SET OF TASKS:
- a) Reproduce verbatim everything in the guide to driving a front-wheel-drive car in the rain from "If it’s raining, and" down to "engines’ rotating assembly.".
- b) In the guide to driving a front-wheel-drive car in the rain, what is the best thing to do when the understeer limit is reached?

++++ EXTRACT PROVIDED ++++

How to drive a FWD car in the rain:

Now that it’s winter, and most of us drive in the rain, or in the snow. I thought I’d share this with you all. Feel free to make any comments or corrections.
Here are some things that I thought about after I reading a few Carroll Smith books, Race Car engineering books, and then later after some very long spirited driving with a FWD car on very technical roads in the rain.

Keep in mind when entering a turn, weight will move to the front corner which is being loaded.
Feel for the moment of understeer. Depending on the tires you have, and entry speed, etc…either the moment of understeer will occur quickly, or rather gradually.

Gradual understeer will appear like you are not turning the steering wheel enough, and need to tighten up the turn.
Power-on-understeer will be feel as though the car is moving forward only, regardless of steer angle. And the car will no longer have a continuously changing vector (i.e., steady state turning), but rather will just plow straight ahead, following the path of the rear wheels, rather than the steer angle of the front wheels.
If it’s raining, and you are tuning hard, and suddenly increase throttle drastically, the front tires will be shocked, and the car will not change direction (which the steering tires are used for) and will track along the path of the rear tires.

When the understeer limit is reached, especially when you are in the rain, the best thing to do it back off the throttle and ease on the brake.
Engine braking will cause the front brake bias, which is further detrimental to stopping, because the rear is already neglected for its stopping power. Although engine braking in low traction condition will not cause wheel lock-up unlike brake calipers without ABS. This is due to the continuous rotation of the engines’ rotating assembly.

Transferring heavy load to the front tires (or shifting the cars weight to the front) is also a bad idea in heavy rain, because this will cause the tires to reach front tire traction limits sooner.

When cornering limits are reached while you’re driving, it is usually gradual. Initially it will feel as though the car is pulling inward (towards the inside of the turn) and while holding the steering wheel at that same steer angle, the car will FEEL like it is no longer pulling you towards the inside. (Of course this is assuming the consistency of the turn is a controlled variable.)
Feel for the “hold” and “release” of the cars turning force. It will feel like a gradual climax, and then a drop off. (It will drop off suddenly is extra thrust is applied.)

Keep in mind FWD’s car weight is in the front, (as well as the drive wheels in the front.) This makes the car a double loser, because the front wheel drive overloads the front tires too soon, as well as the front weight overloading the tires too soon as well.

(Obviously: The capacity to take a turn faster, smoother, and shaper, lies within RWD or AWD cars.)

++++ RECORD EXCERPTS ++++

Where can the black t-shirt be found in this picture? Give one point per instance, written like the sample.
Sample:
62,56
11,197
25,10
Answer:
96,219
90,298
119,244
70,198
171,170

++++

SOLUTION LIST:
- a)
If it’s raining, and you are tuning hard, and suddenly increase throttle drastically, the front tires will be shocked, and the car will not change direction (which the steering tires are used for) and will track along the path of the rear tires.

When the understeer limit is reached, especially when you are in the rain, the best thing to do it back off the throttle and ease on the brake.
Engine braking will cause the front brake bias, which is further detrimental to stopping, because the rear is already neglected for its stopping power. Although engine braking in low traction condition will not cause wheel lock-up unlike brake calipers without ABS. This is due to the continuous rotation of the engines’ rotating assembly.

- b) Back off the throttle and ease on the brake.